Page:
______________________________
Sept. 17, 2019

Personal Journal 8/27 to 9/5

by Steve J. Burkett (author's profile)

Transcription

kd4n
Personal Journal

8/27/19
Tuesday
The song begins and ends with the singer crying on a cold concrete floor - the song is about being left standing on a street corner and the long walk home, head down, move on: the song continues on.
3:20 A.M. This might seem long - I could no longer lay in bed with my eyes open - my mind racing going nowhere. I fear crying in my sleep - first rule; show no weakness - even in old age where you've become worn-out, broken down from long use, a reclusive poet too fragile for the rigors of this world. Where was I before my mind wondered off to where I could once sit and write for hours without feeling pain - now my ass goes to sleep after what seems like a few minutes of sitting in one position. Another blood draw this morning/ My arm is still bruised and sore from last week but looking at my arm I have a few bruises, one big one where I bumped the arm on the top bunk while putting my shirt on. I don't move very fast anymore so I couldn't have hit it that hard. :)
______________________________
Excerpts of pointing data
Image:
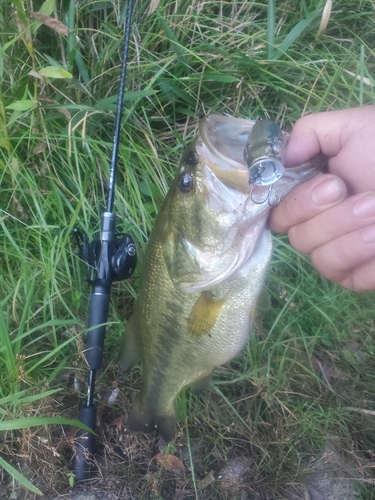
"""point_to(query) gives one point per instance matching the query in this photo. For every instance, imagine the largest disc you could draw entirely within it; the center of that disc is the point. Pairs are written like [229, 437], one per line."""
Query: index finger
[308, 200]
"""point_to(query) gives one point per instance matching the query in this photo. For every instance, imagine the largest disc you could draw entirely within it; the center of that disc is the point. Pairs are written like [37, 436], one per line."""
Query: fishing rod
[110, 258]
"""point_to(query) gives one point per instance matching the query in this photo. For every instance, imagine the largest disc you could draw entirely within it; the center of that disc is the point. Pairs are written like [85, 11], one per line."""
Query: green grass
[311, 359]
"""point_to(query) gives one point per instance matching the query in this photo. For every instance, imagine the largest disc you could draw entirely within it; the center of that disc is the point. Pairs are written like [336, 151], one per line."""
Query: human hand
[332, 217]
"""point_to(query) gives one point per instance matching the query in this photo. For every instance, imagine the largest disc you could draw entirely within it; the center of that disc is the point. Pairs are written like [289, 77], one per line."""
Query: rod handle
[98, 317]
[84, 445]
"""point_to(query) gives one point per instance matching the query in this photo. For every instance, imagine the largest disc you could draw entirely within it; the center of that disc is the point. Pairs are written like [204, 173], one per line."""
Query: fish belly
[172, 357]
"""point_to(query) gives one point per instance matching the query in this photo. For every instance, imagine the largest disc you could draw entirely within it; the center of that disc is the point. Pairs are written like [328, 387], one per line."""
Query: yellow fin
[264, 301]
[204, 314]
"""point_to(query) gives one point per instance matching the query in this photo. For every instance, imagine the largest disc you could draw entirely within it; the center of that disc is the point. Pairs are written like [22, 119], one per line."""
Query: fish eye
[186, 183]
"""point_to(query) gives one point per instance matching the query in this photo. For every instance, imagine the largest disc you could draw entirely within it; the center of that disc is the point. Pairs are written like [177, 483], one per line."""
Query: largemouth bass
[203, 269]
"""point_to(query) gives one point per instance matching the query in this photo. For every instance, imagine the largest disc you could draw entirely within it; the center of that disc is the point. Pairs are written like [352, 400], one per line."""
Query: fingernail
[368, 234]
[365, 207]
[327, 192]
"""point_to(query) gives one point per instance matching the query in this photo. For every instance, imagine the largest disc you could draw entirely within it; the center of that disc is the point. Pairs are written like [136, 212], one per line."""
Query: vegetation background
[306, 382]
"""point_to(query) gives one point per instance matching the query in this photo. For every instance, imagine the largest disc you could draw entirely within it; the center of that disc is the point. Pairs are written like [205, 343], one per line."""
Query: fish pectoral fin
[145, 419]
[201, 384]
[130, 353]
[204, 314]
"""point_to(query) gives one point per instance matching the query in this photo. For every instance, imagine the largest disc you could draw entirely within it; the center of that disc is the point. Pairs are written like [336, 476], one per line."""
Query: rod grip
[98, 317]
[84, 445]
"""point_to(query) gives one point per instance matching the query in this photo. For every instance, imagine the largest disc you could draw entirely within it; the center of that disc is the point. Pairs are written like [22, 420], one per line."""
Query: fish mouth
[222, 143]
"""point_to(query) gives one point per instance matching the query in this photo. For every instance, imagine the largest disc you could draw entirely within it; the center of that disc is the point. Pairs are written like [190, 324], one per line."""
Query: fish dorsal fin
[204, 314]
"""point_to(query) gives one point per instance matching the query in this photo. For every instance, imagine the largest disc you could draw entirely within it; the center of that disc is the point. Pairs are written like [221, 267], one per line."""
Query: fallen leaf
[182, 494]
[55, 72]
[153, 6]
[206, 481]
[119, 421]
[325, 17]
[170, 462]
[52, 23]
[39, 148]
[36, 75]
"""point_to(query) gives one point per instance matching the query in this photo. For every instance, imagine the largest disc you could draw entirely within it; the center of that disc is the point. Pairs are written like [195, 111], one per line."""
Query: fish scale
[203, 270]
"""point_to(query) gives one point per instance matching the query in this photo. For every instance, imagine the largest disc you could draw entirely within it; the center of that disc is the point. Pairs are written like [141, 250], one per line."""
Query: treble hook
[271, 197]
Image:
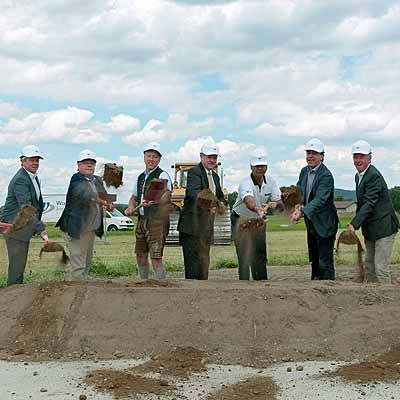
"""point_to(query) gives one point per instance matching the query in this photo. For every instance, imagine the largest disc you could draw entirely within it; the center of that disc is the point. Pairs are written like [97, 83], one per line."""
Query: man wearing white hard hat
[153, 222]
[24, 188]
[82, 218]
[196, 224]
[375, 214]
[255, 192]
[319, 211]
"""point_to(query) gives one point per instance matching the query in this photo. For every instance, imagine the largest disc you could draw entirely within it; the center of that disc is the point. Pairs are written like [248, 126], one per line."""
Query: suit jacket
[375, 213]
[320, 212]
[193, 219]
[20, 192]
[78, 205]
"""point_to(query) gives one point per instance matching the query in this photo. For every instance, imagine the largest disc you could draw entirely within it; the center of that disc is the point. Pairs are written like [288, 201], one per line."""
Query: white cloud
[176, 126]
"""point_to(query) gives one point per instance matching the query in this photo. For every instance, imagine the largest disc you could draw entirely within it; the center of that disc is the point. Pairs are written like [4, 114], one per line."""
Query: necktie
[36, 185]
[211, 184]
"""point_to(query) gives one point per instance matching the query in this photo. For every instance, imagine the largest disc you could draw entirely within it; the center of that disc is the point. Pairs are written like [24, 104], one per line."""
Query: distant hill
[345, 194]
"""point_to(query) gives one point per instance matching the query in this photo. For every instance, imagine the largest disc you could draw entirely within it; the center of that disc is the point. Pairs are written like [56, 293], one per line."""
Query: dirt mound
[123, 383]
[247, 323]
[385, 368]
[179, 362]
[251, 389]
______________________________
Set problem A: In the personal journal, what did the writer bump an arm on, causing the big bruise?
Set problem B: Carry the personal journal forward from its final sentence.

Answer A: The top bunk, while putting a shirt on.

Answer B:
8/29/19
I keep thinking that maybe, just maybe, I should of(?). Another long night. Yesterday was nice. There was a morning cloud cover from a passing thunder-storm - we could hear the thunder roaring in the distance and see the lightning high up in the mountains - could almost feel the rain and it hailed at Lake Tahoe. There was a soft wind pushing it cooling things down just a little. The weatherperson says low 90's for the next seven days. Now that may sound warm to some but after all the three digit days this is a cool off :) Still if I could I would go to breakfast in my underwear but they won't let you in if you don't have a blue shirt and pants on. I remember a lot of times at old Folsom when you couldn't leave your cell with anything more than your shower shoes, drawer, and tee-shirt and maybe a pair of socks - let me tell you it was cold in that chow-hall in Dec. and Jan.. Cold fish at three in the morning: they had to feed you a hot meal every three days. Food still bad.
To my brother James: Happy Birthday....I read somewhere that we become what we love - I hope not - because as much as I love you I wouldn't want to be you and have to put up with me :) Love is the grandest healing + drawing power I know of.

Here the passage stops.